◆ GOAL OF THE EXERCISE
Please repeat the data exactly. Any picture in it stays out.

◆ DATA FOR PROCESSING
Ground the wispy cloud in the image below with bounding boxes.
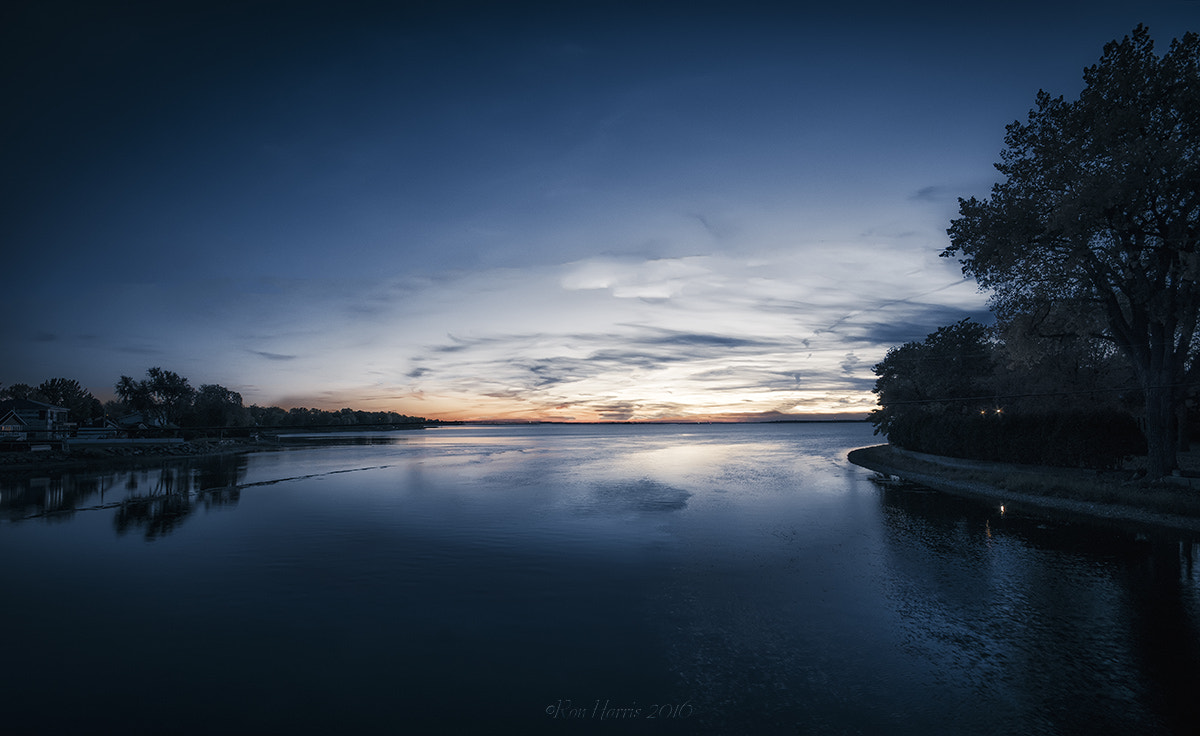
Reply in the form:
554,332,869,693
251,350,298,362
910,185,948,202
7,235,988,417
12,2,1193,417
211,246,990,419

◆ OUTPUT FOR THIS TASK
Ground the wispy cloud in the image below with bounding boxes.
Reply in the form:
554,332,869,693
251,350,298,362
910,185,948,202
7,235,988,417
12,2,1193,417
211,246,990,419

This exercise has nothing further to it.